▶ [What to do] Can you present every line of the records below as a numbered list, skipping blank lines and leaving the pictures out?

▶ [Source data]
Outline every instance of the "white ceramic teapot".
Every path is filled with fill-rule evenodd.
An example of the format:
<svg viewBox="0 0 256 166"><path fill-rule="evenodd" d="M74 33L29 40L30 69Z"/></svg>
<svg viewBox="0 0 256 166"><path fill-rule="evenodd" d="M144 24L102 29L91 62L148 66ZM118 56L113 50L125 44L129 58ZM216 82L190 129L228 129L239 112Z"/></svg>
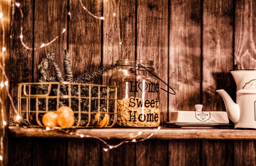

▶ [Full answer]
1. Outline every instance of the "white ceramic teapot".
2. Every path is filled with fill-rule evenodd.
3. An example of the format:
4. <svg viewBox="0 0 256 166"><path fill-rule="evenodd" d="M74 33L29 40L30 69Z"/></svg>
5. <svg viewBox="0 0 256 166"><path fill-rule="evenodd" d="M144 24L102 29L91 62L148 66ZM118 56L113 50L125 44L129 58ZM216 82L190 129L228 129L239 112Z"/></svg>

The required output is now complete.